▶ _Task to complete_
Transcribe the data exactly. Leave nothing out.

Exercise input below:

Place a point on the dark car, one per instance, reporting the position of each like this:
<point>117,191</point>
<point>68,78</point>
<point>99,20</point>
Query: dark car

End of Exercise input.

▶ _Answer space_
Place a point on the dark car, one per instance, reporting the position of each like this:
<point>117,191</point>
<point>68,78</point>
<point>99,20</point>
Query: dark car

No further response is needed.